Aufgabenstellung = Welche zwei Wirkungen schreibt der Textauszug dem Argwohn zu?

Ausgewählter Textauszug =
Nun ist der Argwohn, das Mißtrauen gegenüber den Deutschen vorhanden. Aber ist er deshalb auch berechtigt? Ist er nicht vielmehr ein Mittel, die europäischen Völker gegeneinander aufzubringen, um sie leichter zu beherrschen? Argwohn entzweit die Völker und verdeckt ihre gemeinsamen Interessen. Wer in der Herrschaftsgesellschaft die Regierungspolitik auf den Charakter des Volkes zurückführt, der begeht an den Völkern großes Unrecht. In der Herrschaftsgesellschaft kann es keine fundamentale Übereinstimmung zwischen Regierung und Volksinteresse geben. Je mehr ein Volk den Regierenden freie Hand läßt, ihre ideologischen Nebelbildungen für bare Münze nimmt, desto verheerender sind die Folgen für das jeweilige Volk und die ganze Völkerfamilie.

[Einträge aus einem Datensatz mit Punktannotationen]
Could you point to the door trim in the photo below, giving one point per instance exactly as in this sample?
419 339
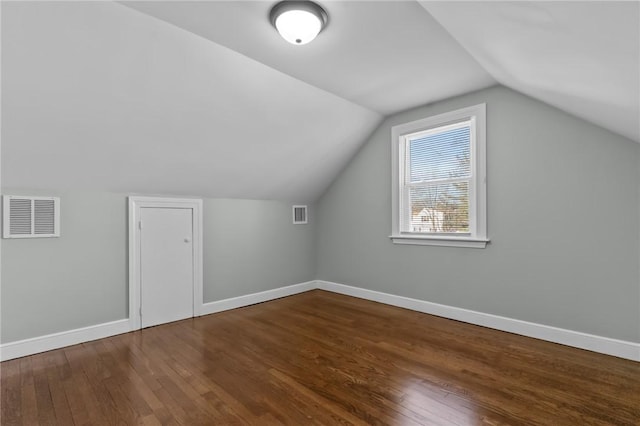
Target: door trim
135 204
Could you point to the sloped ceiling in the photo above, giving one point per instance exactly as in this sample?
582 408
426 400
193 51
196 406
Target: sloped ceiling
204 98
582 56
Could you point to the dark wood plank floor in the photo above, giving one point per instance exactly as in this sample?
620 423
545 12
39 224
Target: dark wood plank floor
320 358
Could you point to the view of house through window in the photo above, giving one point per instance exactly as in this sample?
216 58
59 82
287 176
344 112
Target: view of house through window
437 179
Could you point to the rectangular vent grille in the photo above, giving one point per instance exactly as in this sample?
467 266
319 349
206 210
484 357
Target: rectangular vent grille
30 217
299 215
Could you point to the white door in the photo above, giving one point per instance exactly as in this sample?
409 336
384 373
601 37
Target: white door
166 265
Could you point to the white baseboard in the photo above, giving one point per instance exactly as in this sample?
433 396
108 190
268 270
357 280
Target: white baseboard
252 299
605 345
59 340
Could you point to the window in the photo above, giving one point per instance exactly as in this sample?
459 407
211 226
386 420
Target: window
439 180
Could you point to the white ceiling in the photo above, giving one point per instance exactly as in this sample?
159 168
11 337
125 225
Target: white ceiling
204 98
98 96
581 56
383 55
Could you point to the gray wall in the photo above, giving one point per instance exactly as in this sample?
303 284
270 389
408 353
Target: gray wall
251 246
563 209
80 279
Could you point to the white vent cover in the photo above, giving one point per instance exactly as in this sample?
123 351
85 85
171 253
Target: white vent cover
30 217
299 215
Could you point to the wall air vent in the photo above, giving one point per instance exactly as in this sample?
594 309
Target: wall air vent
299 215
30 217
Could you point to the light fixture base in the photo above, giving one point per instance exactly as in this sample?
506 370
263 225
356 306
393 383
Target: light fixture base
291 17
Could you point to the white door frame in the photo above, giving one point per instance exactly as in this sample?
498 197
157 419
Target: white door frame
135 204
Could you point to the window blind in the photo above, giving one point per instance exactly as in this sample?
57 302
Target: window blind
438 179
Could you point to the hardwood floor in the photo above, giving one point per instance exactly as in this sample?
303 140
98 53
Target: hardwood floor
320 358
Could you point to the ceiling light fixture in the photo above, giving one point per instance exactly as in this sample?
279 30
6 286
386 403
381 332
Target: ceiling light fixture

---

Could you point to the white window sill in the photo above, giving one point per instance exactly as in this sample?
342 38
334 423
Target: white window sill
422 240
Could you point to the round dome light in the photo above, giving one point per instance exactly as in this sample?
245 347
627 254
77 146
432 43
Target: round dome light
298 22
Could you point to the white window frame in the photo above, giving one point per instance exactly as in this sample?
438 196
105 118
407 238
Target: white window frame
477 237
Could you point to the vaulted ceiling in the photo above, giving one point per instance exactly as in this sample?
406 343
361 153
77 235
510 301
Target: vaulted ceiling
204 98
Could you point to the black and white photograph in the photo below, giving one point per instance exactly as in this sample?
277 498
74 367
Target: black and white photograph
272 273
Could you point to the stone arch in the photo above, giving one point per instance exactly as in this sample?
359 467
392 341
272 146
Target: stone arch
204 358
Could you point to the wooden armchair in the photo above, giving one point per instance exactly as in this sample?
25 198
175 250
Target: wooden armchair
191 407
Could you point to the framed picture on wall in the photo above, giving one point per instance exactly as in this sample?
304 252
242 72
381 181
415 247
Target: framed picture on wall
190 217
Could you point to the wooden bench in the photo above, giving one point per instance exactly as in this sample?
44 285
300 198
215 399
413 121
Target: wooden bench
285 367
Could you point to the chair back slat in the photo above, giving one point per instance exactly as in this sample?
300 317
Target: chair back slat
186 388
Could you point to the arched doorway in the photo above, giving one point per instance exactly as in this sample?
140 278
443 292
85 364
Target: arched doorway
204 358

Lösung = Der Argwohn entzweit die Völker und verdeckt ihre gemeinsamen Interessen.